-- Begin Provided passage --

DTV shoudlve just unlocked all the features of the TIVO and updated the HD -TIVO and did the same, I would at least have kept them for that stuff.

I know it can be argued that you can unlock the TIVO's by hacking them and you can get HD locals with an antenna but I think we've come too far to have to climb up on our roofs to get cable and have to hack things we buy to get them to do what the company says we shoudnt.

Its too bad.


----------



## alexcue (Apr 1, 2000)

you're preaching to the choir!


----------



## PDubs (Oct 5, 2004)

Too bad indeed.


----------



## Hersheytx (Feb 15, 2003)

I am not sure it was ever officially published, but I was under the impression that Murdoch tried to purchase TIVO. TIVO decided it was not in their best interest to be bought for such a small sum and that was the beginnning of the end.


----------



## Daytona24 (Jun 8, 2005)

Then thats too bad as well. I like TIVO but mainly becuase the DTV TIVO's are dual tuner, and thats something the TIVO's are lacking which in this day and age is crazy. I realize these series 3's are supposed to be dual tuner cable cards but cable cards are another thing that are still new, couple a new series 3 with new cable card technology and you've got something not so reliable. My PC only has 1 tuner on its DVR, the only reason it works is becuase we RARELY watch TV in the room its hooked up to, so it records things that we can watch across the XBOX media extender if needed, but again thats mainly for backup or if there's something I know I need to throw on a DVD or something.


----------



## bnbhoha (Nov 2, 2002)

I've been out of the loop for a while. My understanding is that their contract with tivo will end sometime in 2007. Do we know how long directtv will support their tivo models? Thanks I have an extra D-Tivo which I haven't opend and might sell it since I have no plans of using is until the end of the year.


----------



## Boston Fan (Feb 8, 2006)

I hear what you are saying, but in the end I believe it's Tivo who needs D*, not the other way around. Something like two-thirds of all Tivo subscribers come through D*. The pricing model that Tivo uses is prohibitive (I have 4 DVRs which cost me a total of $5.99/mo - 4 SA Tivos would cost me $34/mo!).

Yes, the Tivo platform is better in many ways (although I do like some of the R15 features better), but I think that the D* DVRs will improve over time. The same is not likely to happen with the Tivo subscriber base, which will be further eroded in the near future.

-- End Provided passage --

> _Work to do_:
A – Translate this sentence from the forum thread about DirecTV and TiVo into Spanish: "Something like two-thirds of all Tivo subscribers come through D*."
B – Print the part of the forum thread about DirecTV and TiVo that opens with the words containing "## Daytona24 (Jun" and closes with "DVD or something.".
C – Proceed with the forum thread about DirecTV and TiVo, picking up after the final sentence of its last post.
The entries have no connection to the forum thread.

-- Begin Entries provided --

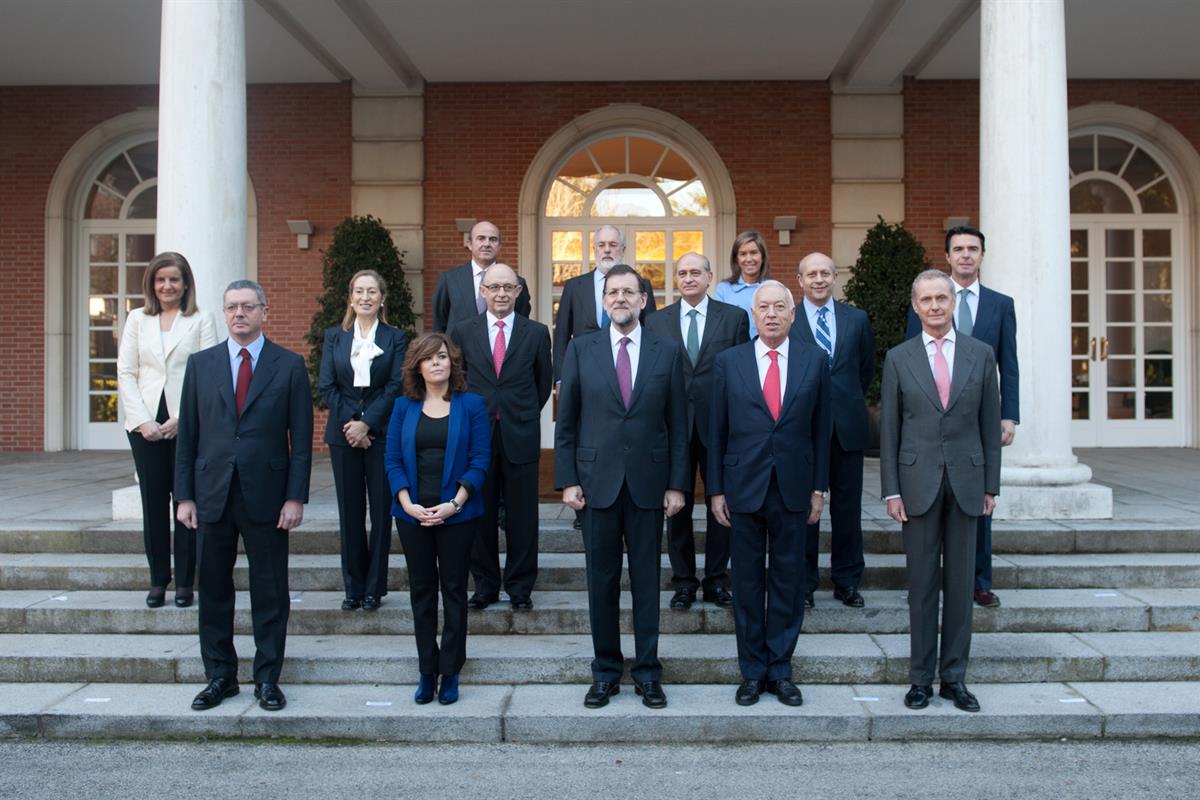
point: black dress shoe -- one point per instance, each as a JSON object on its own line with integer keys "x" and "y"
{"x": 849, "y": 596}
{"x": 683, "y": 599}
{"x": 719, "y": 597}
{"x": 748, "y": 692}
{"x": 270, "y": 697}
{"x": 653, "y": 697}
{"x": 217, "y": 690}
{"x": 964, "y": 701}
{"x": 787, "y": 692}
{"x": 599, "y": 693}
{"x": 918, "y": 696}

-- End Entries provided --

> _Answers to each task_:
A – Algo así como dos tercios de todos los suscriptores de Tivo llegan a través de D*.

B –
## Daytona24 (Jun 8, 2005)

Then thats too bad as well. I like TIVO but mainly becuase the DTV TIVO's are dual tuner, and thats something the TIVO's are lacking which in this day and age is crazy. I realize these series 3's are supposed to be dual tuner cable cards but cable cards are another thing that are still new, couple a new series 3 with new cable card technology and you've got something not so reliable. My PC only has 1 tuner on its DVR, the only reason it works is becuase we RARELY watch TV in the room its hooked up to, so it records things that we can watch across the XBOX media extender if needed, but again thats mainly for backup or if there's something I know I need to throw on a DVD or something.

C –
I also think that D* is being very prudent by pulling all of the control for technology and branding under their auspices, and I think that the short-term turbulence will ultimately give way to improved business prospects for D*.


----------



## beanpoppa (Jan 7, 2004)

The contract that Tivo has with DirecTV which expires in 2007 is for 'marketing' the Tivo. Service and support for existing DTivo's is likely to continue to years beyond that. The UltimateTV DVR, which has not been sold for about 2 years, and has a fraction of the user-base is still supported. In fact, I can't find reference to it, but Tivo and DirecTV did sign a contract for marketing that goes beyond 2007. I believe it deals with using viewer stats (a la Nielson), but at least it's something.



bnbhoha said:


> I've been out of the loop for a while. My understanding is that their contract with tivo will end sometime in 2007. Do we know how long directtv will support their tivo models? Thanks I have an extra D-Tivo which I haven't opend and might sell it since I have no plans of using is until the end of the year.


----------



## dtremain (Jan 5, 2004)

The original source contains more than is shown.